[BEGIN Data to process]
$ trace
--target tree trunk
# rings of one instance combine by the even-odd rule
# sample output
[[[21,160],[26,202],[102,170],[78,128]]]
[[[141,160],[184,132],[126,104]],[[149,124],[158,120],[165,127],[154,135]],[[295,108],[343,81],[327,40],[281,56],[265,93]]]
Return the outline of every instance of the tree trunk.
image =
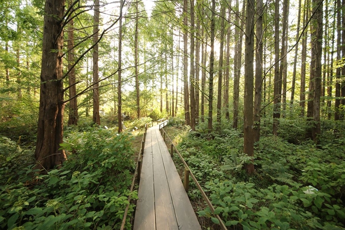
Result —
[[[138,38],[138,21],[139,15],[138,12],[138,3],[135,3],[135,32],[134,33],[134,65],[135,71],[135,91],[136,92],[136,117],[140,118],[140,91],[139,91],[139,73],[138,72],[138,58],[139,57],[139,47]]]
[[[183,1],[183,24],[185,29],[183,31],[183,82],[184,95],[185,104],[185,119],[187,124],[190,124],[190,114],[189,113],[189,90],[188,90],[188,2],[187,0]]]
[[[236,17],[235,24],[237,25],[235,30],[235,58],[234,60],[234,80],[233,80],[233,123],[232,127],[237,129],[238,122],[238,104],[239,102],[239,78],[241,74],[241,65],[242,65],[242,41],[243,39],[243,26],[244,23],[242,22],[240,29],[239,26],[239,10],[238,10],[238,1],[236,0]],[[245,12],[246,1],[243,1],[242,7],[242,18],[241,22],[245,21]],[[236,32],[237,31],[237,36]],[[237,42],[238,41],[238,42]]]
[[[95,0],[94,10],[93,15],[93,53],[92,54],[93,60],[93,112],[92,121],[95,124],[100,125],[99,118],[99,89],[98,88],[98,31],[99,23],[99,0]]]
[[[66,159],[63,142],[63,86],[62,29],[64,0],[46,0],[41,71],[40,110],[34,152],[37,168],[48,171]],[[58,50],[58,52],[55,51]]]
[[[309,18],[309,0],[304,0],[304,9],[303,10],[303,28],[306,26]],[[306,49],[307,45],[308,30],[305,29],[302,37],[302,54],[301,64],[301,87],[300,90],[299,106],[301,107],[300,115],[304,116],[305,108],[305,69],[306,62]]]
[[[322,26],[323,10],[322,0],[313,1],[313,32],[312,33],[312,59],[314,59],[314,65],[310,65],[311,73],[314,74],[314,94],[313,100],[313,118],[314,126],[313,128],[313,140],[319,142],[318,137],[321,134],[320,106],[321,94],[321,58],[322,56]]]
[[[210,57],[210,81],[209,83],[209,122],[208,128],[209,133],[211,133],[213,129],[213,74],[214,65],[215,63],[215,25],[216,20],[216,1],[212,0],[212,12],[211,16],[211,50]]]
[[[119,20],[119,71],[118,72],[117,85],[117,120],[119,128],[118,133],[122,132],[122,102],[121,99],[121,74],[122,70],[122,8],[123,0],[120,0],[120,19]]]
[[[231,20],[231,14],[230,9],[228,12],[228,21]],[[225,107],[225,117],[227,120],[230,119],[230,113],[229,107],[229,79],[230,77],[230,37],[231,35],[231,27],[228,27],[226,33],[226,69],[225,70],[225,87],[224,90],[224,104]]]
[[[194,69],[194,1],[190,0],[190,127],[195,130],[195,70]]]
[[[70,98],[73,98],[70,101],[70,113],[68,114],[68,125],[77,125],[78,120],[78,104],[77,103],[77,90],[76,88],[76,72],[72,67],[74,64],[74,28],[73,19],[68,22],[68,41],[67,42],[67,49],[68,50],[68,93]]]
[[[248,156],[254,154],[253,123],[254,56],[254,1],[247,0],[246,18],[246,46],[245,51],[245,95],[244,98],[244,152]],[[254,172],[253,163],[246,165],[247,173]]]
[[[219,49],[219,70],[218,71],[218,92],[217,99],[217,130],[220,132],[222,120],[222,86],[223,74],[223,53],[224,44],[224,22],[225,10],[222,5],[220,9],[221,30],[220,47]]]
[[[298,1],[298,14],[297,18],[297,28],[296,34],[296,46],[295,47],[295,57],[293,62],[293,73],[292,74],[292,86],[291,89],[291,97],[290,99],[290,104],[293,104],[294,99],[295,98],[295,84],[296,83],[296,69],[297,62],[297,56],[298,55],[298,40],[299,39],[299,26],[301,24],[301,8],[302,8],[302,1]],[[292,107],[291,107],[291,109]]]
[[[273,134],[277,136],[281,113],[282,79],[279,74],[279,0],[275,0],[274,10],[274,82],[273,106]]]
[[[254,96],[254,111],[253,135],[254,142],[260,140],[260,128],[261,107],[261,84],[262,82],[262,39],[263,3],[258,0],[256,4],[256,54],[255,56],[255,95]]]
[END Data to process]
[BEGIN Data to process]
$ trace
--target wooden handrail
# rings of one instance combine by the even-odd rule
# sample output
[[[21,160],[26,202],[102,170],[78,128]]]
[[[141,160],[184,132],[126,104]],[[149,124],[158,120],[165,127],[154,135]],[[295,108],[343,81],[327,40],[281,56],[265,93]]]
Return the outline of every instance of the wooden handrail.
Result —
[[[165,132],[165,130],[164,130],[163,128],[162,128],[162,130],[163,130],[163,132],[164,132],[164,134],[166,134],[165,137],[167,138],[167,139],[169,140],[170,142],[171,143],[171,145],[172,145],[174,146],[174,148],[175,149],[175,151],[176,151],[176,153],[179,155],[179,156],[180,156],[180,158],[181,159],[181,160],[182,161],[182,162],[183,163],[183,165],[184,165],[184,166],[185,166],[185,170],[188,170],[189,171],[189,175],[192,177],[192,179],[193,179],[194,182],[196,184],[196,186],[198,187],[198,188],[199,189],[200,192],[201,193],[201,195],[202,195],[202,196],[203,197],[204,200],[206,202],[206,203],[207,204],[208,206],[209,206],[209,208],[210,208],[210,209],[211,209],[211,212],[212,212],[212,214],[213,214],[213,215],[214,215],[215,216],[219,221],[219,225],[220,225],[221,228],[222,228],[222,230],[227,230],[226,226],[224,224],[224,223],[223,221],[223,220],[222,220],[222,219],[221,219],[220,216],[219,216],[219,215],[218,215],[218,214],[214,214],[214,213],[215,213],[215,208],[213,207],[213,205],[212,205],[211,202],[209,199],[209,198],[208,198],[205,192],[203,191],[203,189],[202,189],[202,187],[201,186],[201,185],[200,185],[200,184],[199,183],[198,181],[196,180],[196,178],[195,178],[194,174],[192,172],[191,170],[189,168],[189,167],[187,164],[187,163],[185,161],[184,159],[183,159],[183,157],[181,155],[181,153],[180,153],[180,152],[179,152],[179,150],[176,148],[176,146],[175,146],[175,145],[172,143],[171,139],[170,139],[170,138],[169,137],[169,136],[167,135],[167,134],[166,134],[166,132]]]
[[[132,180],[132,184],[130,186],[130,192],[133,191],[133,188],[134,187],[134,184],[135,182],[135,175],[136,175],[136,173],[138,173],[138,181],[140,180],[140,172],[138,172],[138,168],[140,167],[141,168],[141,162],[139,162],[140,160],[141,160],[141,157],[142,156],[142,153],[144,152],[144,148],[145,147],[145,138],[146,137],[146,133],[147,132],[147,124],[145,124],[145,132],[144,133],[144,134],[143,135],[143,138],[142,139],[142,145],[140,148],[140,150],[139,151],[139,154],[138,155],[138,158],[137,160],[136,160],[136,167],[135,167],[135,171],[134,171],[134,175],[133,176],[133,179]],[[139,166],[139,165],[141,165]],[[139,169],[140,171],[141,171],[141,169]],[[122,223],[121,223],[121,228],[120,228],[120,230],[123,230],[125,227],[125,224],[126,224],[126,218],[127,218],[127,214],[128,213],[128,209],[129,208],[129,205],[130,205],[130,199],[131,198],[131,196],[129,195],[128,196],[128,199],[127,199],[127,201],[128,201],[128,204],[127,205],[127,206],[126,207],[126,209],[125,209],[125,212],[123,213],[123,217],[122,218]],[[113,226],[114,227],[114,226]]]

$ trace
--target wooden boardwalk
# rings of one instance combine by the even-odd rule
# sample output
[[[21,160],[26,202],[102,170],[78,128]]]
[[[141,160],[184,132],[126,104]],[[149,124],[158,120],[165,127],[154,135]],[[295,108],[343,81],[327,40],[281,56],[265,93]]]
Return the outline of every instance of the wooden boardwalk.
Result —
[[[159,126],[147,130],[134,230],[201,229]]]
[END Data to process]
[BEGIN Data to process]
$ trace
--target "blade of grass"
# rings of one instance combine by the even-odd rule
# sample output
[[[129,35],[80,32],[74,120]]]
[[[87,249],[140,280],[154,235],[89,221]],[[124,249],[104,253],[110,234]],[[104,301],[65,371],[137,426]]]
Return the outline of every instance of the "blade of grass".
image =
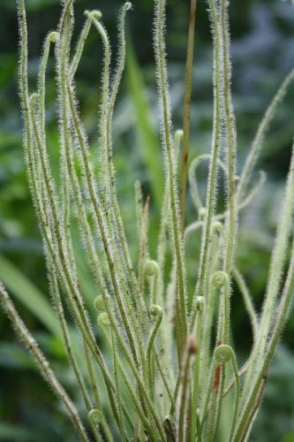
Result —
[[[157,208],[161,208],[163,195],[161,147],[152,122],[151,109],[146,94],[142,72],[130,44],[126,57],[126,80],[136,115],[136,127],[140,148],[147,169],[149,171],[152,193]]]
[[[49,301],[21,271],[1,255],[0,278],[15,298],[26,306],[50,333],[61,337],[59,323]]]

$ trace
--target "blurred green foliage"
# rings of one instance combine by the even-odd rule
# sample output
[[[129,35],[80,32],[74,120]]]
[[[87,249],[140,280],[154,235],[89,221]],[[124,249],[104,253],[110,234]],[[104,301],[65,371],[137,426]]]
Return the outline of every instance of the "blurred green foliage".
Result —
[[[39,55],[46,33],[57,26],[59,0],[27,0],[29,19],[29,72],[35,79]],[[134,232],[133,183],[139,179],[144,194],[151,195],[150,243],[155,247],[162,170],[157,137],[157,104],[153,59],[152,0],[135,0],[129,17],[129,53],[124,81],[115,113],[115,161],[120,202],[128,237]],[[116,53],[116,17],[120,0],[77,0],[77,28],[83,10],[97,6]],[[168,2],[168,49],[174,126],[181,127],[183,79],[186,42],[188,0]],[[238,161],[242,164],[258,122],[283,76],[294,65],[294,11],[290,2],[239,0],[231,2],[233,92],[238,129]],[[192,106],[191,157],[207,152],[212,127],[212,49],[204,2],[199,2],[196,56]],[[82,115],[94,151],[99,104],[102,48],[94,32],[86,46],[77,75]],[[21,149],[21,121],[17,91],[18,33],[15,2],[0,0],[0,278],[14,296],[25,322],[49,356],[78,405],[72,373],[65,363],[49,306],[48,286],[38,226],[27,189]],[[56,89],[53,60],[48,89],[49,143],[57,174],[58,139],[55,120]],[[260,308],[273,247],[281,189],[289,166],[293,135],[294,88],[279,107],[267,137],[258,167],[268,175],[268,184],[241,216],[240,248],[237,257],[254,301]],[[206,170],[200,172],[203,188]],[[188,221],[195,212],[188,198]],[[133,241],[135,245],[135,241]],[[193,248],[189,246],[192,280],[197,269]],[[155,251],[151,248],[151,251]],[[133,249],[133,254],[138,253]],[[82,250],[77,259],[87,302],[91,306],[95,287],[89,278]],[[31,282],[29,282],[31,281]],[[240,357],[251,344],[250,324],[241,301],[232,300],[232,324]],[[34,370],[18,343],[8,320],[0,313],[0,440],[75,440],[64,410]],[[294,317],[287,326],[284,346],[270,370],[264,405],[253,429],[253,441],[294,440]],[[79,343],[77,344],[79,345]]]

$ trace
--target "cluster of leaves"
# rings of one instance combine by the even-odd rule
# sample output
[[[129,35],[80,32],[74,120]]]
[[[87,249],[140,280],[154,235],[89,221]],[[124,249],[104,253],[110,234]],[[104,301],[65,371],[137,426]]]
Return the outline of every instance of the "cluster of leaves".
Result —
[END Data to process]
Copy every line of the listing above that contains the string "boardwalk". Matching is case-sensitive.

Written solution =
--target wooden boardwalk
Return the outline of every instance of the wooden boardwalk.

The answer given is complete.